◆ **Aim of the task**
Leaving out the pictures, output each record exactly as it stands.

◆ **Material provided**
%%
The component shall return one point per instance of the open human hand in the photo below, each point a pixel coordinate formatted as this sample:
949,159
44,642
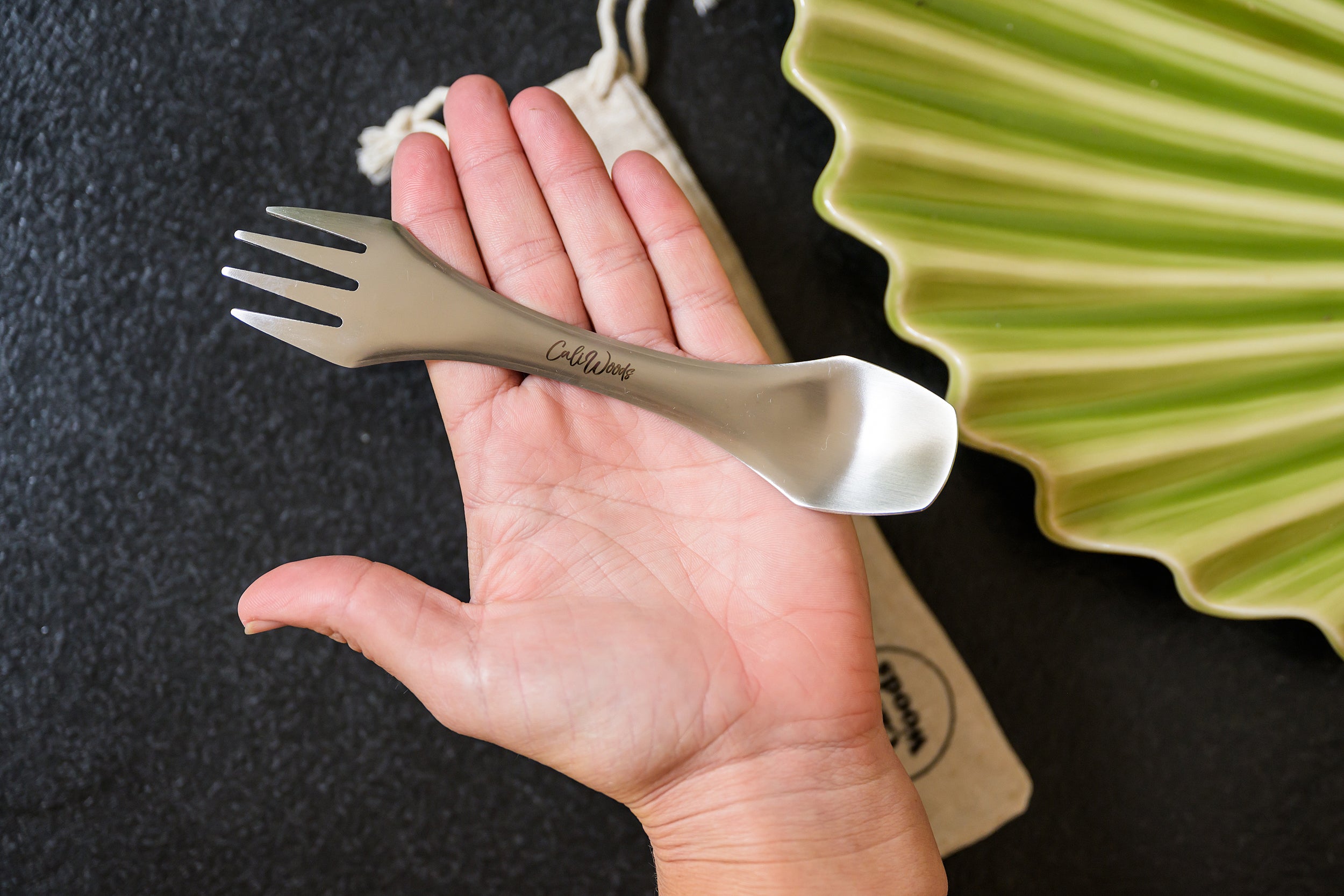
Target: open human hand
647,615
%%
◆ **Solution**
The component shall return one point per instance of the open human hand in the photo below, each point a pixel coordinate formatted as this sample:
949,159
44,642
Target: open human hand
647,615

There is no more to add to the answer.